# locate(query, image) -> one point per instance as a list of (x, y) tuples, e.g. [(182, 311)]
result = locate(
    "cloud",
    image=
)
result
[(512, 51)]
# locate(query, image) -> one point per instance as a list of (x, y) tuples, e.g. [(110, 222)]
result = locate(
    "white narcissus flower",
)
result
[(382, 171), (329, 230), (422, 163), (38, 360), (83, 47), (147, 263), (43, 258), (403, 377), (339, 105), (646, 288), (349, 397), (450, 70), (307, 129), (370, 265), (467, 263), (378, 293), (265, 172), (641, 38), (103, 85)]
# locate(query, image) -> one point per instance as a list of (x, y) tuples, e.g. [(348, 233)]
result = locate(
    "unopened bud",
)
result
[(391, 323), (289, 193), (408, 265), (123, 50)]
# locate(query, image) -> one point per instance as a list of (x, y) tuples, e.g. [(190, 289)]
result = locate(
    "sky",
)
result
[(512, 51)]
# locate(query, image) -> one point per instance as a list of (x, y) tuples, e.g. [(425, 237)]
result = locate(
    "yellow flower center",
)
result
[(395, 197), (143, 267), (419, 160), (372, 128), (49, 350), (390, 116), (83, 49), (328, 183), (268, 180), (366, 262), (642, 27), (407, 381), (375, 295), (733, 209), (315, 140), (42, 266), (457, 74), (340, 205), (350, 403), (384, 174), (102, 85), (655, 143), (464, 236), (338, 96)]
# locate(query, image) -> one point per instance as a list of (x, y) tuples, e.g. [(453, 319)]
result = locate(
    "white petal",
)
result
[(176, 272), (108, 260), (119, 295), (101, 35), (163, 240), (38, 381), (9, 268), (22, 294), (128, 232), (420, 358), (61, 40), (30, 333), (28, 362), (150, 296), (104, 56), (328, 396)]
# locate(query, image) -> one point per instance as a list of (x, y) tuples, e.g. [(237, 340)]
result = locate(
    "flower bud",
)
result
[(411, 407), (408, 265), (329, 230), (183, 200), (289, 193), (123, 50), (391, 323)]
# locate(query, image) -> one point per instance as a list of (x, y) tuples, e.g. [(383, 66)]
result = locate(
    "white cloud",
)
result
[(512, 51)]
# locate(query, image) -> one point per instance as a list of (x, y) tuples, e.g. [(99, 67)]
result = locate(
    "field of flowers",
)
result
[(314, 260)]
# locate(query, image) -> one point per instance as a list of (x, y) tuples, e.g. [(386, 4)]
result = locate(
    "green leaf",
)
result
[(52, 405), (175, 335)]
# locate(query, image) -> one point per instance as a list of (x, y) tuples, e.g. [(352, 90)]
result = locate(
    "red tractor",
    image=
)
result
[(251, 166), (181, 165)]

* * * * *

Rewrite all of the entries above, replacing every occurrence of "locate" with "find_points" and leaving everything else unchanged.

# find_points(query, image) -> one point per instance as a list of (x, y) tuples, e.g. [(182, 311)]
result = find_points(
    "cloud",
    image=
)
result
[(512, 51)]
# find_points(query, image) -> one point per instance as a list of (x, y) tuples, e.g. [(110, 222)]
result = find_points(
    "white narcissus flower",
)
result
[(382, 171), (329, 230), (422, 163), (38, 360), (83, 47), (147, 263), (43, 258), (403, 377), (339, 105), (646, 288), (349, 397), (450, 70), (307, 129), (370, 265), (467, 263), (378, 293), (265, 172), (641, 38), (103, 85)]
# find_points(query, image) -> one point per instance as a list of (x, y) tuples, e.g. [(348, 233)]
result = find_points(
    "unopened bud",
)
result
[(391, 323), (289, 193), (408, 265), (123, 50)]
# find_points(query, image) -> one point per instance as a list of (x, y) tuples, e.g. [(190, 289)]
result = find_points(
    "sky",
)
result
[(512, 51)]
# find_points(query, image) -> one point per instance as a list of (x, y) tuples, e.g. [(425, 237)]
result = find_points(
    "yellow flower center",
)
result
[(395, 197), (143, 267), (419, 160), (372, 128), (49, 350), (390, 116), (83, 49), (328, 183), (268, 180), (366, 262), (642, 27), (407, 381), (375, 295), (733, 209), (315, 140), (42, 266), (457, 74), (340, 205), (350, 403), (384, 174), (102, 85), (655, 143), (464, 236), (338, 96)]
# find_points(query, image) -> one point per instance as a list of (x, y) tuples, e.g. [(453, 319)]
result = find_points(
    "white petal",
)
result
[(176, 272), (108, 260), (119, 295), (101, 35), (163, 240), (38, 381), (9, 268), (22, 294), (128, 232), (420, 358), (61, 40), (30, 333), (28, 362), (150, 296), (104, 56), (328, 396)]
# find_points(query, image) -> one point per instance as a list of (x, y) tuples, e.g. [(237, 340)]
result = find_points(
    "flower bud",
)
result
[(411, 407), (408, 265), (329, 230), (183, 200), (289, 193), (123, 50), (391, 323)]
# find_points(query, image) -> one point per instance as a list of (x, y) tuples, e.g. [(383, 66)]
result = find_points(
    "white cloud",
)
result
[(512, 51)]
# find_points(query, image) -> one point per instance as a list of (x, y) tuples, e.g. [(99, 67)]
result = find_points(
    "field of flowers",
)
result
[(314, 260)]
# find_points(query, image) -> one point per instance as a list of (x, y) tuples, e.g. [(386, 4)]
result = find_points(
    "green leaf",
)
result
[(52, 405), (175, 335)]
# find_points(query, image) -> one point per instance as a list of (x, y) tuples, e.g. [(352, 90)]
result = find_points(
    "red tractor",
    image=
)
result
[(251, 166), (181, 165)]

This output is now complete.